> EXERCISE DETAILS
Return all entries below exactly. Skip nothing.

> Point-per-instance localization data

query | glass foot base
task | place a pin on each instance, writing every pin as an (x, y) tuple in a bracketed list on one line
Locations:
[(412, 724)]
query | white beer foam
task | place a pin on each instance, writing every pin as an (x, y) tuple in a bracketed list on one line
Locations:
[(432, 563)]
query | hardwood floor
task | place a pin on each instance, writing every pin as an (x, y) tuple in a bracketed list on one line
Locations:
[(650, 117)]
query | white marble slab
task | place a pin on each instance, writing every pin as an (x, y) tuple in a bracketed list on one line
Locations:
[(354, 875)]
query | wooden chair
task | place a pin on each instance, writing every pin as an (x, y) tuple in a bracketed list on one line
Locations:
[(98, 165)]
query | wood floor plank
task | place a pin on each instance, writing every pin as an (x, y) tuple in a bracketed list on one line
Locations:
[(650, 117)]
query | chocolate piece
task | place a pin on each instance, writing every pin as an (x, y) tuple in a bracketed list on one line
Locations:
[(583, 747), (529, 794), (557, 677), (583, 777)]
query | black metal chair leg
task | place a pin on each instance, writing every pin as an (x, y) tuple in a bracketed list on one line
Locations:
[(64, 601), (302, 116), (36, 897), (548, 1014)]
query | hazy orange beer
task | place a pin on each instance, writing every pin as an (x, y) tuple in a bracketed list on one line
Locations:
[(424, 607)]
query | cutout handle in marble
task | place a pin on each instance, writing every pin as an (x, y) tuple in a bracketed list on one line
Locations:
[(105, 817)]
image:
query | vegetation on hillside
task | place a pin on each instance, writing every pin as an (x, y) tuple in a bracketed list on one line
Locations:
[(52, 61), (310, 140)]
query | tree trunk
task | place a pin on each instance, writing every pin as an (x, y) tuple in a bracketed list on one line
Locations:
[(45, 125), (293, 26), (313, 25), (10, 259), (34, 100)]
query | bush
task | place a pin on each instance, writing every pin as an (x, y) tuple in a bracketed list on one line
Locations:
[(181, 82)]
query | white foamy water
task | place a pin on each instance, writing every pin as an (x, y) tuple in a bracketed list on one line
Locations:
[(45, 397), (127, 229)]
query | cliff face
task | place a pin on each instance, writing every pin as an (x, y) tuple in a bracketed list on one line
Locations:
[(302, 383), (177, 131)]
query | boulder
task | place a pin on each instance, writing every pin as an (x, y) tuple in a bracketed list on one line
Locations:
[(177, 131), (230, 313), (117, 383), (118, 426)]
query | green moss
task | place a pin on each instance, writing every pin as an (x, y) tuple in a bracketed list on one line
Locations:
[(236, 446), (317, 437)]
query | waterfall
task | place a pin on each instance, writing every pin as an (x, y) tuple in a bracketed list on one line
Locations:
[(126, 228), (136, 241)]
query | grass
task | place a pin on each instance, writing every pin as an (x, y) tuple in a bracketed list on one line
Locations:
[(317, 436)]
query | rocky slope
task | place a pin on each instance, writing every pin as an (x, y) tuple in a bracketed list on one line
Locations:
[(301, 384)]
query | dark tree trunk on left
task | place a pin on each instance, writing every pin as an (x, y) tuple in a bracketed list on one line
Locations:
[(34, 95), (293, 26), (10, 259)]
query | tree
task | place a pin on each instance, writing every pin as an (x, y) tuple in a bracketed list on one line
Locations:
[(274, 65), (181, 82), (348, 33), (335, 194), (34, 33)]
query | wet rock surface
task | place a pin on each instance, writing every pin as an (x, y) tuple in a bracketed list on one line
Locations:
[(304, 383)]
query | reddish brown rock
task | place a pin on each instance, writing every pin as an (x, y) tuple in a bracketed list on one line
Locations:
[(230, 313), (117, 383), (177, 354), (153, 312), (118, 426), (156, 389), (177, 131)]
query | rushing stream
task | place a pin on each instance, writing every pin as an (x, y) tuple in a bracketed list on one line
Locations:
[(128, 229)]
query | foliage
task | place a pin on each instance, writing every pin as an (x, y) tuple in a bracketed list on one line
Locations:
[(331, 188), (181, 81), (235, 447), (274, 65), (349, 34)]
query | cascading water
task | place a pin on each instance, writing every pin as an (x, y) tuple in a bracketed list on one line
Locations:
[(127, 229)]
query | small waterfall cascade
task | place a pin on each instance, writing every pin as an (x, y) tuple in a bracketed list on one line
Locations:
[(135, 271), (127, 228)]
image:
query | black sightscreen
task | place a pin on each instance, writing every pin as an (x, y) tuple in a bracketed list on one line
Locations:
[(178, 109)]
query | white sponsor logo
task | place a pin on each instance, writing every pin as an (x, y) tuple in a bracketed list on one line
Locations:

> TASK RESULT
query | glass foot base
task | place a pin on each instance, writing every pin as an (x, y) tuple in a bracketed list on one line
Locations:
[(412, 724)]
query | white beer foam
task | place a pin on each instance, writing every pin as an (x, y) tuple in a bracketed list on one line
Locations:
[(432, 563)]
query | hardwood floor
task | place a pin on each instance, writing every pin as an (x, y) tuple in a bracketed list on one line
Locations:
[(650, 117)]
query | white marble slab
task | place a pin on each instance, writing every pin as an (x, y) tuple in a bracketed list on one line
Locations:
[(354, 875)]
query | wooden chair
task | place a pin on each instance, writing every pin as an (x, y) tuple in a bracketed list on one line
Locations:
[(98, 165)]
query | wood floor plank
task | place a pin on each instance, writing every pin as an (x, y) tuple in a bracketed list on one line
Locations:
[(650, 117)]
query | chocolate piece
task | place a pin on each instance, writing every pin as an (x, y) tuple in a bracketed list on one line
Locations:
[(583, 747), (529, 794), (557, 677), (583, 777)]
query | black metal chair leg
task | place a pin on each instance, writing every pin as an (x, y) tuple in a bracketed list on one line
Locations:
[(64, 601), (302, 116), (36, 897), (548, 1014)]
query | hazy orange beer
task | place a pin on each instance, writing every pin as an (x, y) tuple in a bracketed list on one line
Locations:
[(424, 607)]
query | cutout handle in marble
task | place a pin on each instance, writing every pin as an (x, y) tuple in a bracketed list on one line
Locations:
[(105, 817)]
image:
query | vegetation on hillside
task | place a pin on each instance, writing every pin as an (x, y) tuple in a bracketed list on one line
Locations:
[(52, 61), (310, 140)]
query | tree trunk
task | place a pin on each instance, writing every pin as an (x, y) tuple in a bracketed list on one line
Locations:
[(45, 125), (293, 26), (313, 25), (10, 259), (34, 100)]
query | bush
task | place a pin on each instance, writing every pin as an (x, y) tuple in a bracketed list on one line
Locations:
[(181, 82)]
query | white foamy water
task | place a pin on each instance, writing every pin as an (x, y) tuple in a bracketed list on one line
Locations:
[(45, 397), (127, 229)]
query | cliff face
task | place a pin on each instance, writing every pin as an (x, y) tuple in a bracketed list on one line
Locations:
[(302, 383), (177, 131)]
query | boulder
task | place a pin on each instance, writing every pin as an (x, y) tuple in a bracketed list on one line
Locations:
[(177, 131), (230, 313), (117, 383), (118, 426)]
query | green moss
task | place a pin on each instance, writing every pin as an (x, y) tuple in a bracketed list on one line
Locations:
[(236, 446), (317, 437)]
query | waterfall
task | place a pin on each instance, writing every pin as an (x, y) tuple in a bracketed list on one line
Locations:
[(126, 228), (136, 241)]
query | grass
task | place a pin on each instance, writing every pin as an (x, y) tuple in a bracketed list on one line
Locations:
[(317, 436)]
query | rocky slope
task | place a pin on each instance, writing every pin as an (x, y) tuple in a bracketed list on one line
Locations:
[(301, 384)]
query | dark tree trunk on left
task | place a pin on each instance, writing every pin as an (x, y) tuple in a bracketed list on one line
Locations:
[(34, 95), (293, 26), (10, 259)]
query | tree
task | place a pin on each instance, writing every pin as an (x, y) tuple in a bracketed list on one line
Locations:
[(274, 65), (181, 82), (348, 33), (335, 194), (34, 33)]
query | wet rock surface
task | place a pin on each instance, writing every pin as an (x, y) tuple in a bracketed list on one line
Locations:
[(304, 383)]
query | reddish brown rock
task | place a pin on each instance, writing every pin as an (x, y) tuple in a bracketed list on one line
Locations:
[(230, 313), (117, 383), (177, 354), (153, 312), (118, 426), (156, 389), (177, 131)]
query | rushing stream
task | place a pin on each instance, writing every pin as an (x, y) tuple in a bracketed list on one line
Locations:
[(128, 229)]
query | foliage
task | place a pin on each instance, writing every pin as an (x, y) tuple in a bracketed list on one line
Locations:
[(331, 188), (181, 81), (235, 447), (274, 65), (349, 34)]
query | cascading water
task | place a pin on each instance, writing every pin as an (x, y) tuple in a bracketed list on one line
Locations:
[(127, 229)]
query | small waterfall cascade
task | place a pin on each instance, writing every pin as an (x, y) tuple in a bracketed list on one line
Locations:
[(135, 271), (127, 228)]
image:
query | black sightscreen
task | place a pin on each instance, writing every pin as an (x, y) tuple in a bracketed list on one line
Locations:
[(178, 109)]
query | white sponsor logo
task | place a pin on each instance, writing every pin as an (x, y) tuple in a bracketed list on one line
Locations:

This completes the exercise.